### O QUE FAZER
1. Responda com base no trecho sobre a covid-19 de Bolsonaro:
(a) Quantos anos tinha a filha da executiva?
(b) De que país era o jornal cuja capa um colaborador compartilhou na reunião?
(c) O que o português mostrava aos colegas?
2. Segundo o trecho sobre a covid-19 de Bolsonaro, que reações havia entre os diplomatas que debatiam a doença do presidente? Liste todas.
3. Continue o trecho sobre a covid-19 de Bolsonaro a partir da última frase apresentada.

### TRECHO
____

Ninguém mais acredita em Bolsonaro
Foto: Mateus Boonomi / Estadão Conteúdo
Nesta semana, uma executiva de uma empresa farmacêutica suíça estava em “home office” numa reunião pela Internet quando sua filha de sete anos ousou quebrar todas as regras da casa e entrou em seu escritório com uma notícia: Bolsonaro está com a covid-19.
A empresária não deu bola e pensou que era mais uma tentativa de seus filhos de chamar a atenção da mãe que, por meses, apenas fala de coronavírus, tratamentos e diagnósticos.
Mas, para sua surpresa, um de seus colaboradores na reunião interrompeu a conversa e compartilhou a capa de um jornal francês com a mesma notícia de sua filha.
A reação inicial de todos: será que é verdade?
No dia seguinte, a mesma cena se repetiria na sede da ONU que, depois de meses fechada, volta timidamente a organizar suas reuniões entre embaixadores.
Num canto de uma das salas, diplomatas debatiam o assunto do dia: a doença de Bolsonaro. Entre risadas de ironia, preocupação real com o estado de saúde e alertas sobre o “recado divino”, não demoraria para que a mesma pergunta surgisse: será verdade que ele está contaminado?
Do outro lado do prédio, entre funcionários do restaurante, correio e dos serviços de limpeza, um português mostrava aos colegas um video do presidente brasileiro tomando cloroquina e sorrindo. “Esse é aquele remédio suspenso?”, brincou um deles.

____

### LISTAGEM DE DADOS

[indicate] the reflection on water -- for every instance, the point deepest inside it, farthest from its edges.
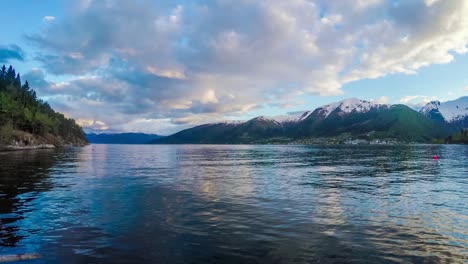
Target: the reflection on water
(249, 204)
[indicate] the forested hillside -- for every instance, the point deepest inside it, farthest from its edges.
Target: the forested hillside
(28, 120)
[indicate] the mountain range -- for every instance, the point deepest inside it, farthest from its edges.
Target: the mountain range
(452, 115)
(350, 119)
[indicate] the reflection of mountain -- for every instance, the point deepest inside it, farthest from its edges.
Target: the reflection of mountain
(121, 138)
(22, 176)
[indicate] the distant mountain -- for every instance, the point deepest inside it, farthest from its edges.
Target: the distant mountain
(453, 115)
(121, 138)
(348, 119)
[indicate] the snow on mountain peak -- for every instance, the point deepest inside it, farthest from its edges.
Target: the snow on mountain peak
(349, 105)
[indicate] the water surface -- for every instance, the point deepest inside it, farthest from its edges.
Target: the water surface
(236, 204)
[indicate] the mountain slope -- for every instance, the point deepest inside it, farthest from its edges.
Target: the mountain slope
(121, 138)
(453, 115)
(351, 118)
(27, 121)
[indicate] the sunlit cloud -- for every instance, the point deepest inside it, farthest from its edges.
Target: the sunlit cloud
(48, 19)
(185, 63)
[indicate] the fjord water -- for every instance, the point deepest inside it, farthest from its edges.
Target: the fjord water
(236, 204)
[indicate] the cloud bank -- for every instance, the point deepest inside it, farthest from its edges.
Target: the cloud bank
(157, 65)
(11, 52)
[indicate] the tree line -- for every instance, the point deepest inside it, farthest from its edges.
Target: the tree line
(20, 109)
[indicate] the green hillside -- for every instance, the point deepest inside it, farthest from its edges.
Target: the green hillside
(25, 119)
(396, 123)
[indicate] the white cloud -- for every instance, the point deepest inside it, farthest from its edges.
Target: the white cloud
(167, 61)
(381, 100)
(48, 19)
(416, 101)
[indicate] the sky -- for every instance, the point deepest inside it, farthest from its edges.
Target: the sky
(166, 65)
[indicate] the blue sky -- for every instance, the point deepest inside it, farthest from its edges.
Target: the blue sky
(161, 66)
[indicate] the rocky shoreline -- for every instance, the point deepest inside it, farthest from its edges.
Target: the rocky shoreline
(26, 141)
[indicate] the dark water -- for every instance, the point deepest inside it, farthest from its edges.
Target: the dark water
(236, 204)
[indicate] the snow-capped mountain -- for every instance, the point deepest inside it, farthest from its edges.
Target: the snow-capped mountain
(451, 112)
(348, 106)
(350, 118)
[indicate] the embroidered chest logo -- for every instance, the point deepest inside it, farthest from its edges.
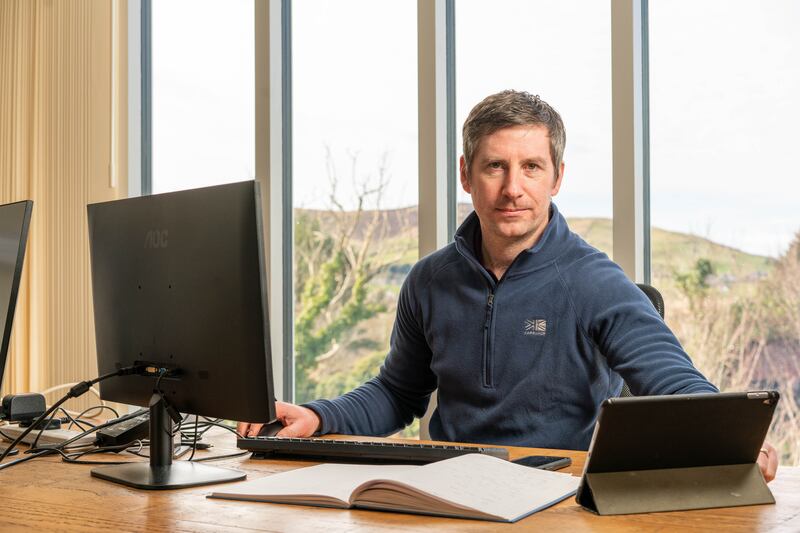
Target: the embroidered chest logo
(535, 326)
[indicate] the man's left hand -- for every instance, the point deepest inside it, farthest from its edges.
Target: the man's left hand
(768, 461)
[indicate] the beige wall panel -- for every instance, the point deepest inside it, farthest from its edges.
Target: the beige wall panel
(56, 134)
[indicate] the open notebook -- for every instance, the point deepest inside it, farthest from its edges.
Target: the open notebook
(469, 486)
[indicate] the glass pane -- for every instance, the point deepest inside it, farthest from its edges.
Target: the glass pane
(562, 52)
(203, 93)
(725, 190)
(354, 184)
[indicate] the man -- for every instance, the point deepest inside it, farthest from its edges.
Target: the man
(522, 327)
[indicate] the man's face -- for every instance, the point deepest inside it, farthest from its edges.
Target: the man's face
(511, 180)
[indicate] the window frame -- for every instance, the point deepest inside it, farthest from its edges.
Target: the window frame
(437, 141)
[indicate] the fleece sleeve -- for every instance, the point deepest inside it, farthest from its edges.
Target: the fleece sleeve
(623, 324)
(400, 392)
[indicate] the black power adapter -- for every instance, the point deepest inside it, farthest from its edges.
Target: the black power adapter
(125, 431)
(25, 408)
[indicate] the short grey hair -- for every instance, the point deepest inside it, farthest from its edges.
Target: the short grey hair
(513, 108)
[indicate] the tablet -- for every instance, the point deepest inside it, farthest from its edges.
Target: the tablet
(684, 451)
(680, 430)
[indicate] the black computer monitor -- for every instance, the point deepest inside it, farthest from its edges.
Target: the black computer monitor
(179, 286)
(15, 220)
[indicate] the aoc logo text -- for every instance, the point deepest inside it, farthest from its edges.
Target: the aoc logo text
(156, 238)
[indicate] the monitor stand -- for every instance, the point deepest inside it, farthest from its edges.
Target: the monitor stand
(161, 472)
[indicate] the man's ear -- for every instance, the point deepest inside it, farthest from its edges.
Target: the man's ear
(559, 178)
(464, 177)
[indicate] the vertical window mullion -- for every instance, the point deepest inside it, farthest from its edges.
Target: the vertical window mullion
(630, 136)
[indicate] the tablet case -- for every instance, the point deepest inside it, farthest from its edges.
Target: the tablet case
(679, 452)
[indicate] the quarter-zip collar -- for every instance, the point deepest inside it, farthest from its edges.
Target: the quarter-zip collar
(542, 253)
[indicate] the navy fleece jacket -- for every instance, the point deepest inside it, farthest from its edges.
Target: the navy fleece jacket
(524, 361)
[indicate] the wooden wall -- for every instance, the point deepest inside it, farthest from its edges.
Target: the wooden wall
(62, 144)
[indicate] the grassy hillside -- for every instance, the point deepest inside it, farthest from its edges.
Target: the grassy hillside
(672, 252)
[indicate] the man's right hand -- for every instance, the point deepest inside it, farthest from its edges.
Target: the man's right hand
(297, 422)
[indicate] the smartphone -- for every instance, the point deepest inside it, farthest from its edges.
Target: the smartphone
(545, 462)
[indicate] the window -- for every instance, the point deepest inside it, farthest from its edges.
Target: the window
(562, 52)
(203, 93)
(354, 161)
(724, 193)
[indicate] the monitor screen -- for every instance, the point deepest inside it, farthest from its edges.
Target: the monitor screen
(178, 282)
(14, 222)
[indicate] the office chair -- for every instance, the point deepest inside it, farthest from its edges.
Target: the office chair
(658, 302)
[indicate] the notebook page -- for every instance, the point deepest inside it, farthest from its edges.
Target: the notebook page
(331, 481)
(487, 484)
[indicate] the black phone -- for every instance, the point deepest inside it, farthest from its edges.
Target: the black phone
(544, 462)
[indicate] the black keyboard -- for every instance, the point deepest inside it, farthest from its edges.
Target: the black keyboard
(371, 452)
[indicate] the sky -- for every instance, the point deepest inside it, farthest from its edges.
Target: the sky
(723, 79)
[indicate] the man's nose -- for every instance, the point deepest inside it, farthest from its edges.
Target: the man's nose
(512, 184)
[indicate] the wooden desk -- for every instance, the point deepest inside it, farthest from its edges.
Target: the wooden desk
(47, 495)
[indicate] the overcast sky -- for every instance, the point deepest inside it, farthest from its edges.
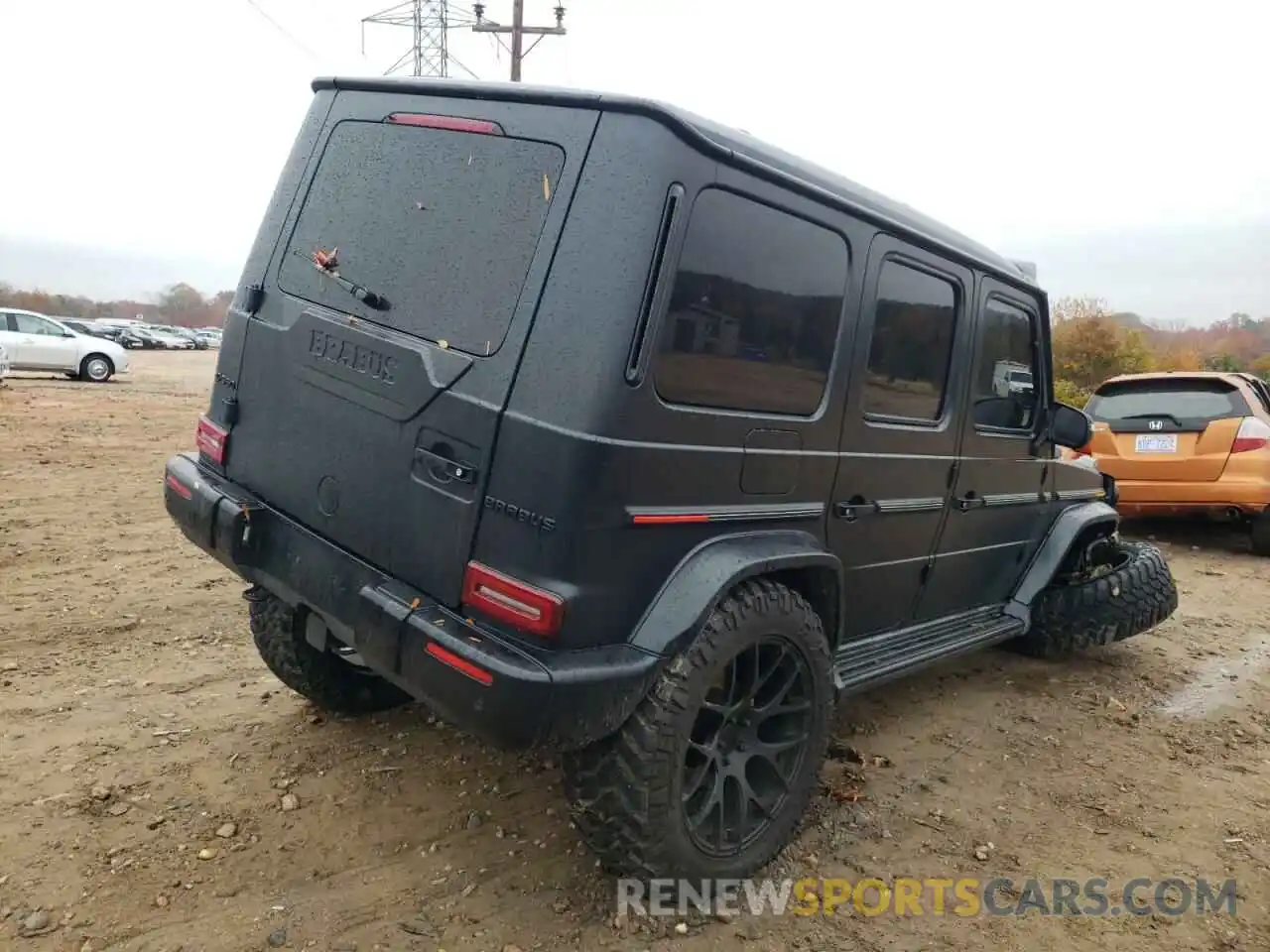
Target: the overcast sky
(1065, 131)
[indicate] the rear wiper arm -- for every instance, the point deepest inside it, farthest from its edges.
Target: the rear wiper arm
(326, 263)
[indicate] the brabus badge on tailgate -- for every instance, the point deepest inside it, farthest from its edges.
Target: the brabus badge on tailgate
(357, 358)
(536, 521)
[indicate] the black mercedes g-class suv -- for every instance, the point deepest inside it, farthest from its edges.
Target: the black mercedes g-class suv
(598, 426)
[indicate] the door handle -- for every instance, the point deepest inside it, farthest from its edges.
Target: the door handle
(855, 508)
(444, 468)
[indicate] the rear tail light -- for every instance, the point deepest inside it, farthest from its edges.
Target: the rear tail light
(507, 599)
(453, 123)
(211, 439)
(1254, 434)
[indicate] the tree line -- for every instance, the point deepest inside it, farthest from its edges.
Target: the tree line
(1092, 343)
(178, 304)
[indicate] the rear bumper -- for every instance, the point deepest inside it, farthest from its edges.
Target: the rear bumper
(1164, 498)
(553, 699)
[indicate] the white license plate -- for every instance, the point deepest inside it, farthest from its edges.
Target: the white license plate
(1153, 443)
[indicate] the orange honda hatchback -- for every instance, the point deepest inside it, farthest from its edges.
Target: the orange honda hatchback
(1183, 442)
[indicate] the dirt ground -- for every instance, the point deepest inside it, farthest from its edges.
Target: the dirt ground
(145, 754)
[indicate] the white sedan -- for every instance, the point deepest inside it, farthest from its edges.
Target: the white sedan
(36, 341)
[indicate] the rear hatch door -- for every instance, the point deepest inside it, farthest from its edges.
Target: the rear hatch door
(1178, 428)
(395, 307)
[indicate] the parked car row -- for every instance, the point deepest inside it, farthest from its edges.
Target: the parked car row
(36, 341)
(148, 336)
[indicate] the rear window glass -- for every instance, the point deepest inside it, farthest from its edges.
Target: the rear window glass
(443, 223)
(1180, 399)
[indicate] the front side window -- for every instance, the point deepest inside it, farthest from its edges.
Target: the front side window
(1005, 386)
(31, 324)
(754, 308)
(915, 324)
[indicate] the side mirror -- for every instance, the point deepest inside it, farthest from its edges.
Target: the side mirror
(1070, 426)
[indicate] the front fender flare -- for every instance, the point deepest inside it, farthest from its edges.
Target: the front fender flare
(710, 570)
(1067, 529)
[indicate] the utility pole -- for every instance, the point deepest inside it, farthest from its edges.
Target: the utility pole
(518, 32)
(430, 22)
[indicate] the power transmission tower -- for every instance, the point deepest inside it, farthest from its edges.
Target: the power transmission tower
(518, 32)
(430, 21)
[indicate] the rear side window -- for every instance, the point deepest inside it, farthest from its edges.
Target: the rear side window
(912, 344)
(443, 223)
(754, 309)
(1185, 400)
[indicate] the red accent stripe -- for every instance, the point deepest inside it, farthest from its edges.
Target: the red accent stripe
(178, 486)
(453, 123)
(458, 664)
(670, 518)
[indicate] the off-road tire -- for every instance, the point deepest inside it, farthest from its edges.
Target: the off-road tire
(90, 370)
(624, 791)
(324, 678)
(1260, 535)
(1124, 602)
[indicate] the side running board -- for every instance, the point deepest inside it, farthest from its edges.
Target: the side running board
(880, 657)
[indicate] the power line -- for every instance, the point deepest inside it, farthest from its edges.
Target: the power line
(518, 31)
(282, 30)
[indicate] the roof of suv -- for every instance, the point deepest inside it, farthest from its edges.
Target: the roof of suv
(739, 146)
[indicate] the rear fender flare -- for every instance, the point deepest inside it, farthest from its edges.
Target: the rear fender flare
(1069, 529)
(708, 571)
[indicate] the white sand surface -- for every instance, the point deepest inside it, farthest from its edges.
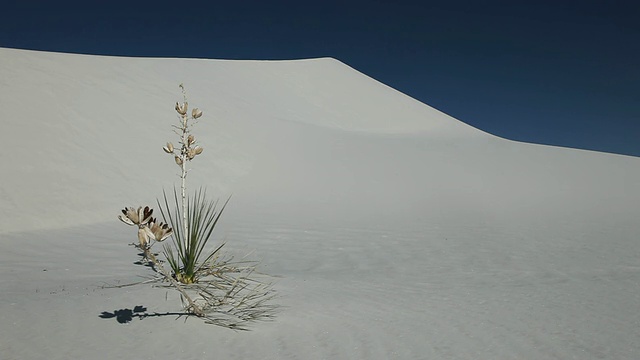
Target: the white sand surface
(396, 231)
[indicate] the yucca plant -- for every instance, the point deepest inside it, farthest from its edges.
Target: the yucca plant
(208, 282)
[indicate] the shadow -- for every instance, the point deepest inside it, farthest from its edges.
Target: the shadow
(125, 316)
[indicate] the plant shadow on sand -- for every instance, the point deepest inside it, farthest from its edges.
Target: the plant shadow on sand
(125, 316)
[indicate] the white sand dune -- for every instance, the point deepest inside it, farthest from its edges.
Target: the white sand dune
(398, 231)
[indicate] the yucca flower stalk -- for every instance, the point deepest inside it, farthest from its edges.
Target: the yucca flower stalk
(187, 152)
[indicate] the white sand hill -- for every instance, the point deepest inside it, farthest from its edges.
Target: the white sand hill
(397, 231)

____

### RESPOSTAS
1.
(a) Sete anos.
(b) Da França.
(c) Um vídeo do presidente brasileiro tomando cloroquina e sorrindo.

2.
- Risadas de ironia
- Preocupação real com o estado de saúde
- Alertas sobre o "recado divino"

3.
Uma vez mais, a pergunta mais insiste surgiria pela expressão de uma faxineira dominicana: e se ele estiver mentindo?
Quase ninguém duvidou quando Boris Johnson anunciou que estava doente, nem quando o príncipe Charles e várias outras lideranças declararam seu status de saúde.
Eleito com base em uma mistura de meias-verdades e mentiras completas, apoiado em parte por charlatães e com um discurso populista, Bolsonaro colhe o que plantou no mundo: a repulsa e a desconfiança permanente. Até quando é verdade.
Já no ano passado, o governo francês causou a indignação de parte do Palácio do Planalto ao dizer que Bolsonaro não tinha dito a verdade sobre seus compromissos ambientais.
Hoje, o vírus disseminou essa percepção. Bolsonaro não inventou a mentira na política. Longe disso. Mas parte da estratégia de líderes populistas é a criação de uma realidade paralela. Dizer e desdizer no mesmo dia. Demitir e renomear, anunciar e cancelar. Acusar jornais de desinformar e criar seus próprios canais de disseminação de fake news.
A sistêmica destruição da relação de confiança entre governo e governados mina a democracia e a capacidade do mundo em dar resposta a uma pandemia real, incontornável e que mata.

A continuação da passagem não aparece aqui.